» Brano:
----
Dubbi ed incertezze sul futuro vacillante del Sudan assalgono la società civile che ha molto lottato (e continua a farlo) per non essere sopraffatta dai militari.
La domanda legittima su che cosa accadrà dopo queste dimissioni ci giunge da una fonte interna legata alla Chiesa cattolica, che resta nell’anonimato.
«Purtroppo – dice – la società civile che ha adottato lo slogan  “niente negoziazioni” sembra non avere proposte da mettere sul tavolo. Anche perchè la piattaforma è molto divisa ed annuncia per gennaio altre sei date di protesta».
 Forte della scelta audace del primo ministro Hamdok (dopo il colpo di Stato del 25 ottobre è rimasto per diverse settimane agli arresti domiciliari) che non ha ceduto al power sharing, la piattaforma civile annuncia una serie di manifestazioni praticamente a giorni alterni.
Chiedendo un governo formato dai soli civili.
----
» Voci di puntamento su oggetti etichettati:
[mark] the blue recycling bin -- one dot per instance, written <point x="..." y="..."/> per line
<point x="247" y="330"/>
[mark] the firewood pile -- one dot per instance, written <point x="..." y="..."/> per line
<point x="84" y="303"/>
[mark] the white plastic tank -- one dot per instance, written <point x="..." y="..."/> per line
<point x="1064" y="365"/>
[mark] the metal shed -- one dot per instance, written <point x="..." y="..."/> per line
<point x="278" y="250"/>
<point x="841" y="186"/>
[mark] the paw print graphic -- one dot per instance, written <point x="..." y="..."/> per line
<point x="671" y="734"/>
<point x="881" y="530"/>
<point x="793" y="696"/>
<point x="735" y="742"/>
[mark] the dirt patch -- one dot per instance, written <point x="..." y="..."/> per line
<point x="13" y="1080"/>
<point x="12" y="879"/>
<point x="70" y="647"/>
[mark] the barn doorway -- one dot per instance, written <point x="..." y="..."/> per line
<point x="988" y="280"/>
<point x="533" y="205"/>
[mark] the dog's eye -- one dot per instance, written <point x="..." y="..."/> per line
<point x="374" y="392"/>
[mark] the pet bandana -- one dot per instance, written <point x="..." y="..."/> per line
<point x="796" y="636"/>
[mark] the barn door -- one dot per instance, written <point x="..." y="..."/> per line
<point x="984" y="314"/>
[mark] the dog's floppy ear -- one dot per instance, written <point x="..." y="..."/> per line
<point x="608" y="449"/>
----
» Consegna: Elenca tutto ciò che il brano sul Sudan afferma a proposito della piattaforma civile, una voce per riga.

» Esercizio svolto:
È molto divisa.
Annuncia per gennaio altre sei date di protesta.
Trae forza dalla scelta audace del primo ministro Hamdok, che non ha ceduto al power sharing.
Annuncia una serie di manifestazioni praticamente a giorni alterni.
Chiede un governo formato dai soli civili.